● TASK INPUT:
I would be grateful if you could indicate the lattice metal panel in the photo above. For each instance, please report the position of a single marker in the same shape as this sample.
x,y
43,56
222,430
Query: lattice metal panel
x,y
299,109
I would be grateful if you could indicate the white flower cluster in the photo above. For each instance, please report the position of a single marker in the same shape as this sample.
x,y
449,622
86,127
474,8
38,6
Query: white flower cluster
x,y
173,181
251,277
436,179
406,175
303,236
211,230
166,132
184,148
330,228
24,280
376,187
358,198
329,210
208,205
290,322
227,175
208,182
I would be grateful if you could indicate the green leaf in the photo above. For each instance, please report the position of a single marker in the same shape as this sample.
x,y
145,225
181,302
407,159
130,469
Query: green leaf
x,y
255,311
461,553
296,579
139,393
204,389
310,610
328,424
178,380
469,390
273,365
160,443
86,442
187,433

● EXERCISE AIM: Reproduce the data in its entirety, matching each character.

● ANSWER:
I would be grateful if you could indicate the lattice metal panel in the photo above. For each instance, please report the position of a single marker in the same shape as this sample.
x,y
43,56
222,430
Query: lattice metal panel
x,y
299,109
I would be grateful if you could indicate the white flower cluster in the photo above. For each instance, please report the position of a single marker in the same shape as this sample.
x,y
449,622
86,127
474,8
38,6
Query: white flower cluster
x,y
173,181
251,277
436,179
406,175
303,236
211,230
166,132
184,148
330,228
24,280
376,187
358,198
329,210
208,205
290,322
227,175
208,182
I would be grateful if you could indicate the green leaf in the photo above. For each instance, please report the position of a single marker in the same shape as this sample.
x,y
145,225
181,302
407,159
130,469
Query: green leaf
x,y
255,311
461,553
296,579
139,393
204,389
310,610
328,424
178,380
469,390
273,365
160,443
86,442
187,433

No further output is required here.